## Reading text
BEGIN

Paleontologists are uncertain why so many predator dinosaurs were in this area at about the same time when they are not believed to have run in herds. The scientists also do not know what the dinosaurs ate on the barren tide flats or how the tracks were preserved from being destroyed by the tide.
Poison Spider Dinosaur Trackway, near Moab, Utah
This trackway has two vertical slabs on which are imprinted dinosaur tracks. They are accessed by a 1/4-mile steep hike that is dangerous for small children and has steep drop offs. The trail, which winds back and forth in switchbacks along the steep hillside, also is somewhat confusing to follow.
One of the slabs is near the base of the cliffs at the top of the trail and the other is halfway down the hill, with a steep drop off near it. The lower slab has tracks of at least ten different meat-eating dinosaurs ranging in size from 17 inches to about 5 feet tall at the hips. The track slabs fell from what are called the Navajo Sandstone Cliffs on the red slopes of the Kayenta Formation. Theropod dinosaur tracks are fairly common in the Early Jurassic rocks of the Navajo Sandstone in the Moab area.
Ancient Native American pictographs also can be seen on the cliffs.
Bull Canyon Dinosaur Tracks, near Moab, Utah
This small group of dinosaur tracks look like the animals walked off of a cliff, but that impression is deceptive because the cliff and mountains beyond the tracks didn’t exist when the dinosaur that made the tracks was alive.
The environment when the dinosaurs were there was a shallow, sandy coastal plain just above sea level. The plain hardened later into what is called the Entrada Sandstone layer. Lift up from faulting and erosion created the cliff and the La Sal Mountains behind it.

END

## Problems to solve
1. How long is the hike that leads to the track slabs at Poison Spider in the trackway text?
2. Rewrite the trackway text, covering everything from "Poison Spider Dinosaur" down to "the Moab area.", with "rock panels" in place of "slabs".
3. Summarize the trackway text in two sentences.

## Stored data
BEGIN

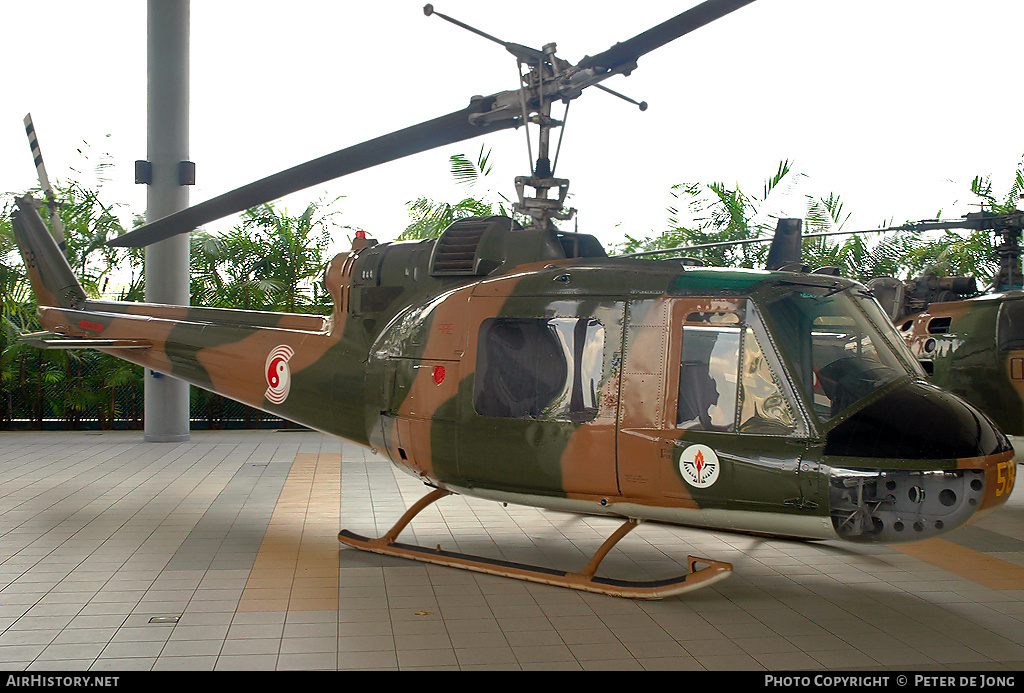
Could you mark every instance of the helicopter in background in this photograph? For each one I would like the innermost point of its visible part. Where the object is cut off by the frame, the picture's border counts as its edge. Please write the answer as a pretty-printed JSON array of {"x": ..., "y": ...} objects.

END

## Solutions to the exercise
1. It is a steep 1/4-mile hike.

2.
Poison Spider Dinosaur Trackway, near Moab, Utah
This trackway has two vertical rock panels on which are imprinted dinosaur tracks. They are accessed by a 1/4-mile steep hike that is dangerous for small children and has steep drop offs. The trail, which winds back and forth in switchbacks along the steep hillside, also is somewhat confusing to follow.
One of the rock panels is near the base of the cliffs at the top of the trail and the other is halfway down the hill, with a steep drop off near it. The lower slab has tracks of at least ten different meat-eating dinosaurs ranging in size from 17 inches to about 5 feet tall at the hips. The track rock panels fell from what are called the Navajo Sandstone Cliffs on the red slopes of the Kayenta Formation. Theropod dinosaur tracks are fairly common in the Early Jurassic rocks of the Navajo Sandstone in the Moab area.

3. Paleontologists do not know why many predator dinosaurs were in one area at about the same time, what they ate on the tide flats, or how their tracks escaped destruction by the tide. Near Moab, Utah, the Poison Spider Dinosaur Trackway has meat-eating dinosaur tracks on two slabs reached by a steep hike, and the Bull Canyon tracks only seem to lead off a cliff, because they were made on a coastal plain long before faulting and erosion formed the cliff.